• **Data records**
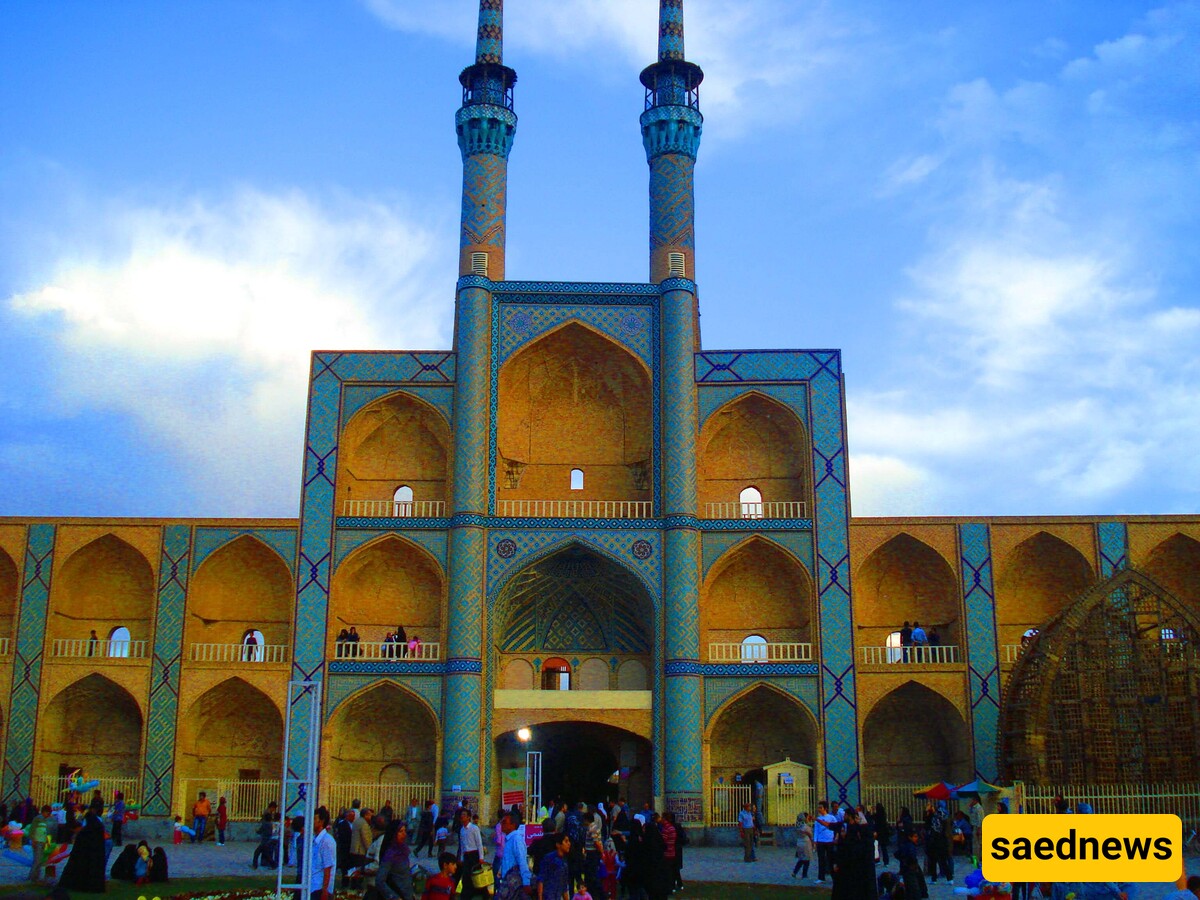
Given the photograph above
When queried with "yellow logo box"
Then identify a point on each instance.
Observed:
(1083, 847)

• **Set exercise**
Reproduce every line of the listing above verbatim, but leave out the picture.

• **Result of the task**
Given the photograph above
When queried with "yellow logo box"
Then identify a point on each instance.
Observed:
(1083, 847)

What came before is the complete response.